Brief:
Output the entire listing that follows verbatim.

Given data:
● ● ● ● ●
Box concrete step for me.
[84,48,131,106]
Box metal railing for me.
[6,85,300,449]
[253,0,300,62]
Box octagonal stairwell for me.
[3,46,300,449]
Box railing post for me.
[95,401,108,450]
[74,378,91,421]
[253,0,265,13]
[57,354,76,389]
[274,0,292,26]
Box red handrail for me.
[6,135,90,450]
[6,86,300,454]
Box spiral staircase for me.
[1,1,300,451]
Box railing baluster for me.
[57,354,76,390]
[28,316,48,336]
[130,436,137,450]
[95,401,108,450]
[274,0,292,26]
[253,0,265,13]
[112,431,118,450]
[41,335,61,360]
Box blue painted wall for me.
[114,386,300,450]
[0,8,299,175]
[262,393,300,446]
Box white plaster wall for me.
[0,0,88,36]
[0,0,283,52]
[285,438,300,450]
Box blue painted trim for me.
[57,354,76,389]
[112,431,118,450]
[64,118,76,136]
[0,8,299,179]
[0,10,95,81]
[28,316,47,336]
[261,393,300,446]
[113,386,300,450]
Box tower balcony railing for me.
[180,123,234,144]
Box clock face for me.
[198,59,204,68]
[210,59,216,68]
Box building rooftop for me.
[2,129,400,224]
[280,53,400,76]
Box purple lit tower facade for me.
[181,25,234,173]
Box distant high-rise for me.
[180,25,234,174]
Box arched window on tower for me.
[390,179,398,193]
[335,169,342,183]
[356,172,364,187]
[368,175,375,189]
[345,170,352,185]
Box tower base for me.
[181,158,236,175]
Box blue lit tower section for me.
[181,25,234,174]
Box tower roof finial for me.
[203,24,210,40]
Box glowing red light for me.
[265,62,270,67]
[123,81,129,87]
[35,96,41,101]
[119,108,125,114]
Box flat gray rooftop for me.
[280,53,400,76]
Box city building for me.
● ● ● ● ●
Solution:
Box concrete step for me.
[84,48,131,106]
Box metal railing for me.
[6,85,300,449]
[253,0,300,62]
Box octagonal stairwell for me.
[3,46,300,449]
Box railing post for me.
[95,401,108,450]
[74,378,91,421]
[253,0,265,13]
[57,354,76,389]
[274,0,292,26]
Box red handrail for me.
[6,135,90,450]
[6,86,300,454]
Box spiral staircase for me.
[1,1,300,451]
Box railing baluster for me.
[57,354,76,390]
[28,316,48,336]
[130,436,137,450]
[95,401,108,450]
[274,0,292,26]
[253,0,265,13]
[112,431,118,450]
[41,335,61,360]
Box blue painted wall for me.
[114,386,300,450]
[0,8,299,175]
[262,393,300,446]
Box white plaster wall for me.
[0,0,88,36]
[0,0,283,52]
[285,438,300,450]
Box blue painted trim for me.
[57,354,76,389]
[112,431,118,450]
[64,118,76,136]
[0,8,299,179]
[0,10,95,81]
[28,316,47,336]
[261,393,300,446]
[113,386,300,450]
Box tower balcony railing for me.
[180,123,234,144]
Box clock face for me.
[198,59,204,68]
[210,59,216,68]
Box building rooftop for me.
[2,129,400,224]
[280,53,400,76]
Box purple lit tower facade for me.
[181,25,234,173]
Box distant high-rise for me.
[180,25,234,174]
Box arched window on tower for me.
[390,179,398,193]
[335,169,342,183]
[356,172,364,187]
[368,175,375,189]
[345,170,352,185]
Box tower base for me.
[181,158,236,175]
Box blue lit tower section for me.
[181,25,234,174]
Box tower roof finial for me.
[203,24,210,40]
Box glowing red light for me.
[265,62,270,67]
[123,81,129,87]
[35,96,41,101]
[119,108,125,114]
Box flat gray rooftop for me.
[280,53,400,76]
Box city building for me.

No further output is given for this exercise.